## Goal
Answer these questions using the article on Yemen below:
(a) What did the ancient Romans call Yemen?
(b) How many Yemenis have been displaced by the civil war?
(c) About what share of Yemenis are Zaidi?

## Text extract
--- begin ---
Yemen, Arabia Felix no more

Dr. Mohamed Elmasry

Dr. Mohamed ElmasryThree years ago, I visited Yemen and was surprised to discover one of the most beautiful landscapes in the world. Since then, I have developed a closeness to the country, its people and its history.

The ancient Romans called Yemen “Arabia Felix” (Happy Arabia), because travelers, after passing though the harsh, lifeless Arabian desert on the north–south route from the Mediterranean Sea to the Indian Ocean, found a paradise of plants, trees, water, mountains, greenery, and a civilization of happy, hospitable people.

Today, Yemen is Arabia Felix no more.

The mountainous northwest province of Saada is beset by war along its 800-kilometre common border with Saudi Arabia. Yemeni and Saudi forces are using air force and ground troops in a combined attack against the Jamat-Al-Houthi (The Houthi Group), which belongs to the Zaidi sect of Shia Islam.

Abdel-Malik Al-Houthi, the group’s leader, says they’re striving to reinstate better local government and protect the rights of northern Yemen’s many Zaidi adherents.

During the last four years, the group has taken over schools and police stations and set up military training camps. Al-Houthi has appealed to the Arab League to form a fact-finding mission to stop Saudi Arabia’s “unjustifiable aggression.”

On the other hand, the official Yemeni position is that the group consists of “traitors and agents” who want to overthrow the republic and reinstall an Islamic imamate system.

President Ali Abdullah Saleh said the rebellion was part of a war against the revolution of Sept. 26, 1962, which overthrew the “reactionary, backward, clerical, racial and tyrannical nature” of Zaidi-Shia clerical rule. “We will not backtrack, so let the battles continue for five or six years,” he said at a ceremony held to mark the revolution’s 47th anniversary.

The Saleh government has also accused Shia scholars in Iran, Kuwait and Bahrain of giving support, but the group has denied that it receives any. (Saleh was president of North Yemen from 1978, and has been president of united North and South Yemen since 1990.)

The civil war has so far left countless dead and wounded civilians, and 300,000 displaced Yemenis, who are living a miserable life. UN agencies, the Yemeni Red Crescent and International Committee of the Red Cross representatives have all expressed concern at the inability of thousands of people to move from the conflict zones to a place of safety.

While the Yemeni and Saudi forces might win the battle against the lightly armed Jamat Al-Houthi, it would likely not end the political movement, which is strongly supported by a good number of Yemen’s influential tribes. About 40 per cent of Yemenis, including the president, are Zaidi.

The violence in Saada has also taken on a broader international aspect. Last September the foreign ministers of the U.S., the Gulf Cooperation Council, Egypt, Jordan and Iraq met with their Yemeni counterpart during the UN General Assembly meeting in New York and issued a joint statement supporting “the unity, security and stability of Yemen.”

Iran’s Foreign Minister Manouchehr Mottaki said his country was ready to be part of a diplomatic solution, but cautioned against “foreign (read: Saudi) intervention” and imposing a military solution that would only complicate the crisis.
--- end ---
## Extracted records
--- begin ---
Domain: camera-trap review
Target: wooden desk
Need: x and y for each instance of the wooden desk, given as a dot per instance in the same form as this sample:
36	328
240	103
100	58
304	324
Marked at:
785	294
--- end ---
--- begin ---
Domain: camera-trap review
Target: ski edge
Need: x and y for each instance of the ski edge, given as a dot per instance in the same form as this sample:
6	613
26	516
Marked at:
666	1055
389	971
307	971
--- end ---
## Exercise result
(a) "Arabia Felix" (Happy Arabia)
(b) 300,000
(c) About 40 percent